Saved entries
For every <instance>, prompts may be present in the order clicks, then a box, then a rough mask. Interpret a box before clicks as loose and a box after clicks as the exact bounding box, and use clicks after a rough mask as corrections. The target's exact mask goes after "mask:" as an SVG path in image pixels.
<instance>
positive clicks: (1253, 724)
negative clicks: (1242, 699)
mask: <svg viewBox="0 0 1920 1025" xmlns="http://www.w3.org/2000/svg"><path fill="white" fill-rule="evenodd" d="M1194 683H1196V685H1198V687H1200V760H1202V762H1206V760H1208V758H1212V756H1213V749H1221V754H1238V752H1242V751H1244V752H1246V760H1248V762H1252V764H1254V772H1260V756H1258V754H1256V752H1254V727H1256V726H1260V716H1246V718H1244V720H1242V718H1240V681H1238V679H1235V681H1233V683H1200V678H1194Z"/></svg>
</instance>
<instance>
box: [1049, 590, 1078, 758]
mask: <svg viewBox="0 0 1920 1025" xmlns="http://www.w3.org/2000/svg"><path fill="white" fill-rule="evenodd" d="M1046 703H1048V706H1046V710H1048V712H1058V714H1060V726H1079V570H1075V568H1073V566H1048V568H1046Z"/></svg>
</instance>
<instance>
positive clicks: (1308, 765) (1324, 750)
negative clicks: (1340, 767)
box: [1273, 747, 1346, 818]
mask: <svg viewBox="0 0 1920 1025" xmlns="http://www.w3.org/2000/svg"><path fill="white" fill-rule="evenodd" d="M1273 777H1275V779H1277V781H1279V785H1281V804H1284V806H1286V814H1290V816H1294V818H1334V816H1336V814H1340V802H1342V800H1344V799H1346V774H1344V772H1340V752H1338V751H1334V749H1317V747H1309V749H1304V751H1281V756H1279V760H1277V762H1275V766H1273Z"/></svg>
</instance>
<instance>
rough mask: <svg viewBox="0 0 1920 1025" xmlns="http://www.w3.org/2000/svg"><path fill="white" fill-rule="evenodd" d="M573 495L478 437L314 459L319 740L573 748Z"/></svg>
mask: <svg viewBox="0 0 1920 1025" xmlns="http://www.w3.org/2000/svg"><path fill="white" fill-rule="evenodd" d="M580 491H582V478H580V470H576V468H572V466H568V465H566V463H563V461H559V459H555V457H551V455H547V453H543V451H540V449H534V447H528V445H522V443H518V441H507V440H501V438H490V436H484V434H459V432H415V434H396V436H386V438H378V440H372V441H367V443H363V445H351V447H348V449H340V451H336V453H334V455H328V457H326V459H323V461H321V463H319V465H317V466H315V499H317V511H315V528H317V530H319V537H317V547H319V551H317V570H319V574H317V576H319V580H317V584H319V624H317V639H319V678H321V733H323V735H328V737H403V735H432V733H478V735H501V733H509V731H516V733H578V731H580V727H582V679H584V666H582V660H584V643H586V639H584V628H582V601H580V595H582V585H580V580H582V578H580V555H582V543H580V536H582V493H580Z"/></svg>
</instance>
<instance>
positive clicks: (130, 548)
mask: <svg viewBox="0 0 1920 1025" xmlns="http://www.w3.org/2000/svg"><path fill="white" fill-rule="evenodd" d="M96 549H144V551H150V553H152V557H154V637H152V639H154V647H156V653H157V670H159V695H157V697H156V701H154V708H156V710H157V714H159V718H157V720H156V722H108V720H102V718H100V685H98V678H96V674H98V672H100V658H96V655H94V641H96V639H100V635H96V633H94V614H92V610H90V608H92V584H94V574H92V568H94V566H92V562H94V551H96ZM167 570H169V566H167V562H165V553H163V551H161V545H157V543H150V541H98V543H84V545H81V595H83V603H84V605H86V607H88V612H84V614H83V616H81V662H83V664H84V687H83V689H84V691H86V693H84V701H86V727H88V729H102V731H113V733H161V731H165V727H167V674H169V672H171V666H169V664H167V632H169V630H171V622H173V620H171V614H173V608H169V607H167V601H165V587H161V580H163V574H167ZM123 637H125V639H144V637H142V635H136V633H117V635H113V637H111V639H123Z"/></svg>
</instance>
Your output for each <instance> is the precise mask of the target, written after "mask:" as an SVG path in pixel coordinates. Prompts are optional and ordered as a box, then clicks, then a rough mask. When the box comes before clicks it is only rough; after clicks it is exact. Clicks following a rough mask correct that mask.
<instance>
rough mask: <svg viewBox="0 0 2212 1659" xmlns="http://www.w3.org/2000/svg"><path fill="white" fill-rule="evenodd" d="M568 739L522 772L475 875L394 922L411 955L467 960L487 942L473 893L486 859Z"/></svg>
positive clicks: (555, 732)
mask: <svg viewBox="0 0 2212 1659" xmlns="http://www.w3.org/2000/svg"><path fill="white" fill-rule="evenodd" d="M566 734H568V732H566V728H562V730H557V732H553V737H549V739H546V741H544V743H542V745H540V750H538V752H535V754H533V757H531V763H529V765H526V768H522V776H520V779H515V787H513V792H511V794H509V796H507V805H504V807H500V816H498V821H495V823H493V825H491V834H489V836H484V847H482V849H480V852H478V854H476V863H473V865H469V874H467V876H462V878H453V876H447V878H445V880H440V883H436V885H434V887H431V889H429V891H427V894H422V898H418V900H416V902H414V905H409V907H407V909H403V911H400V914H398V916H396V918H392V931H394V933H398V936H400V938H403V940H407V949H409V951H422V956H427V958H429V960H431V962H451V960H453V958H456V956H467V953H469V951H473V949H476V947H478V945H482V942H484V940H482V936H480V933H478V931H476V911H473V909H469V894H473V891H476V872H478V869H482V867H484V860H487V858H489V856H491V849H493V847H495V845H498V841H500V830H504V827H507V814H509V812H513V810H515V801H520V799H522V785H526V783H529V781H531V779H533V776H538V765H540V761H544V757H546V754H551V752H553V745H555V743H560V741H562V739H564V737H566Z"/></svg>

§ **EXERCISE GOAL**
Nothing should be left out: repeat all of the data exactly.

§ **TASK SOLUTION**
For every <instance>, prompts may be present in the order clicks, then a box, then a rough mask. Interpret a box before clicks as loose and a box after clicks as the exact bounding box, and use clicks after a rough mask as corrections. The target's exact mask goes after "mask:" as an SVG path in image pixels.
<instance>
positive clicks: (1253, 724)
negative clicks: (1242, 699)
mask: <svg viewBox="0 0 1920 1025" xmlns="http://www.w3.org/2000/svg"><path fill="white" fill-rule="evenodd" d="M1194 683H1196V685H1198V687H1200V760H1202V762H1206V760H1208V758H1212V756H1213V749H1221V754H1238V752H1242V751H1244V752H1246V760H1248V762H1252V764H1254V772H1260V756H1258V754H1256V752H1254V727H1256V726H1260V716H1246V718H1244V720H1242V718H1240V681H1238V679H1235V681H1233V683H1200V678H1194Z"/></svg>
</instance>
<instance>
box: [1049, 590, 1078, 758]
mask: <svg viewBox="0 0 1920 1025" xmlns="http://www.w3.org/2000/svg"><path fill="white" fill-rule="evenodd" d="M1046 703H1048V706H1046V710H1048V712H1058V714H1060V726H1079V570H1075V568H1073V566H1048V568H1046Z"/></svg>
</instance>
<instance>
positive clicks: (1308, 765) (1324, 750)
negative clicks: (1340, 767)
box: [1273, 747, 1346, 818]
mask: <svg viewBox="0 0 1920 1025" xmlns="http://www.w3.org/2000/svg"><path fill="white" fill-rule="evenodd" d="M1273 777H1275V779H1277V781H1279V785H1281V804H1284V806H1286V814H1290V816H1294V818H1334V816H1336V814H1340V802H1342V800H1344V799H1346V774H1344V772H1340V752H1338V751H1334V749H1317V747H1309V749H1304V751H1281V756H1279V760H1277V762H1275V766H1273Z"/></svg>
</instance>
<instance>
rough mask: <svg viewBox="0 0 1920 1025" xmlns="http://www.w3.org/2000/svg"><path fill="white" fill-rule="evenodd" d="M573 495L478 437L314 459L319 740L573 748Z"/></svg>
mask: <svg viewBox="0 0 1920 1025" xmlns="http://www.w3.org/2000/svg"><path fill="white" fill-rule="evenodd" d="M580 491H582V478H580V470H576V468H572V466H568V465H566V463H563V461H559V459H555V457H551V455H547V453H543V451H540V449H534V447H528V445H522V443H518V441H507V440H501V438H490V436H484V434H459V432H415V434H396V436H386V438H378V440H372V441H367V443H363V445H351V447H348V449H340V451H336V453H334V455H328V457H326V459H323V461H321V463H319V465H317V466H315V499H317V511H315V528H317V530H319V537H317V547H319V551H317V570H319V574H317V576H319V580H317V584H319V624H317V639H319V678H321V733H323V735H328V737H403V735H432V733H478V735H501V733H509V731H516V733H578V731H580V727H582V679H584V666H582V660H584V643H586V639H584V628H582V601H580V595H582V585H580V580H582V578H580V555H582V543H580V536H582V493H580Z"/></svg>
</instance>
<instance>
positive clicks: (130, 548)
mask: <svg viewBox="0 0 1920 1025" xmlns="http://www.w3.org/2000/svg"><path fill="white" fill-rule="evenodd" d="M96 549H144V551H150V553H152V557H154V637H152V639H154V647H156V653H157V670H159V695H157V697H156V701H154V708H156V710H157V714H159V718H157V720H156V722H108V720H102V718H100V685H98V678H96V674H98V672H100V658H96V655H94V641H96V639H100V635H96V633H94V614H92V610H90V608H92V584H94V574H92V568H94V566H92V562H94V551H96ZM167 570H169V566H167V562H165V553H163V551H161V545H157V543H150V541H98V543H84V545H81V595H83V603H84V605H86V607H88V612H84V614H83V616H81V662H83V664H84V687H83V689H84V691H86V693H84V701H86V727H88V729H102V731H113V733H161V731H165V727H167V674H169V672H171V666H169V664H167V632H169V630H171V622H173V620H171V614H173V608H169V607H167V601H165V587H161V580H163V574H167ZM123 637H125V639H144V637H142V635H136V633H117V635H113V637H111V639H123Z"/></svg>
</instance>
Your output for each <instance> is the precise mask of the target, written after "mask:" as an SVG path in pixel coordinates. Prompts are optional and ordered as a box, then clicks, then a rough mask. When the box comes before clicks it is only rough; after clicks it is exact. Clicks following a rough mask correct that mask.
<instance>
rough mask: <svg viewBox="0 0 2212 1659" xmlns="http://www.w3.org/2000/svg"><path fill="white" fill-rule="evenodd" d="M568 739L522 772L475 875L394 922L411 955L467 960L487 942L473 893L486 859Z"/></svg>
positive clicks: (555, 732)
mask: <svg viewBox="0 0 2212 1659" xmlns="http://www.w3.org/2000/svg"><path fill="white" fill-rule="evenodd" d="M566 734H568V732H566V728H562V730H557V732H553V737H549V739H546V741H544V743H542V745H540V750H538V752H535V754H533V757H531V763H529V765H526V768H522V776H520V779H515V787H513V792H511V794H509V796H507V805H504V807H500V816H498V821H495V823H493V825H491V834H489V836H484V847H482V849H480V852H478V854H476V863H473V865H469V874H467V876H462V878H453V876H447V878H445V880H440V883H436V885H434V887H431V889H429V891H427V894H422V898H418V900H416V902H414V905H409V907H407V909H403V911H400V914H398V916H396V918H392V931H394V933H398V936H400V938H403V940H407V949H409V951H422V956H427V958H429V960H431V962H451V960H453V958H456V956H467V953H469V951H473V949H476V947H478V945H482V942H484V940H482V936H480V933H478V931H476V911H473V909H469V894H473V891H476V872H478V869H482V867H484V860H487V858H489V856H491V849H493V847H495V845H498V841H500V830H504V827H507V814H509V812H513V810H515V801H520V799H522V785H526V783H529V781H531V779H533V776H538V765H540V761H544V757H546V754H551V752H553V745H555V743H560V741H562V739H564V737H566Z"/></svg>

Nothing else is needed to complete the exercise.